A passageira foi espancada por um grupo de jovens quando voltava do trabalho para casa. Pegou o trem por volta das 22h30 na estação Suzano, com destino a Mogi das Cruzes, no extremo Leste da Grande São Paulo. Depois que a composição saiu da estação Brás Cubas, o grupo passou a agredir a mulher com socos e pontapés. Quando o trem parou em Mogi das Cruzes, a passageira procurou o primeiro vigilante da estação, mas este afirmou que nada podia fazer porque sua atribuição se restringia a casos de roubo.

Segundo a ação, a passageira sangrava pelo nariz e tinha hematomas na face. A equipe de segurança nem sequer ajudou a mulher a procurar socorro. Por causa da inércia da equipe da Gocil Serviços de Vigilância e Segurança, a passageira foi obrigada a primeiro ir até o 1º Distrito Policial de Mogi das Cruzes para fazer o Boletim de Ocorrência e só depois procurar o pronto-socorro para o atendimento médico. Por conta das agressões, a passageira ficou três dias consecutivos sem trabalhar.

ITENS FORNECIDOS:
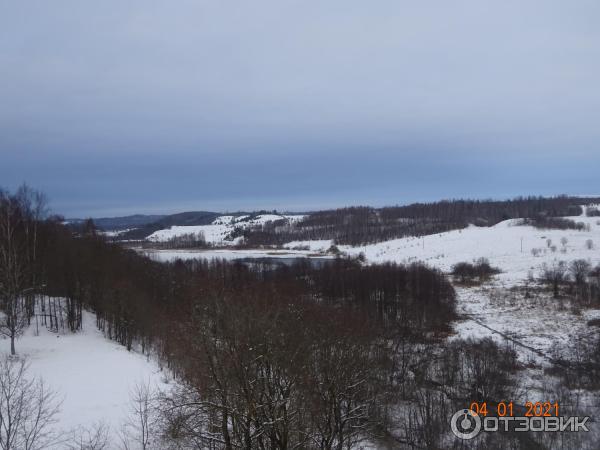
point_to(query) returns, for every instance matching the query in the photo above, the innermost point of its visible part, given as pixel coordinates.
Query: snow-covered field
(227, 254)
(218, 233)
(91, 374)
(498, 309)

O QUE FAZER:
Copie do texto sobre a agressão à passageira o trecho que começa em "A passageira foi espancada" e vai até "casos de roubo.", sem mudar nenhuma palavra.

RESPOSTA DO EXERCÍCIO:
A passageira foi espancada por um grupo de jovens quando voltava do trabalho para casa. Pegou o trem por volta das 22h30 na estação Suzano, com destino a Mogi das Cruzes, no extremo Leste da Grande São Paulo. Depois que a composição saiu da estação Brás Cubas, o grupo passou a agredir a mulher com socos e pontapés. Quando o trem parou em Mogi das Cruzes, a passageira procurou o primeiro vigilante da estação, mas este afirmou que nada podia fazer porque sua atribuição se restringia a casos de roubo.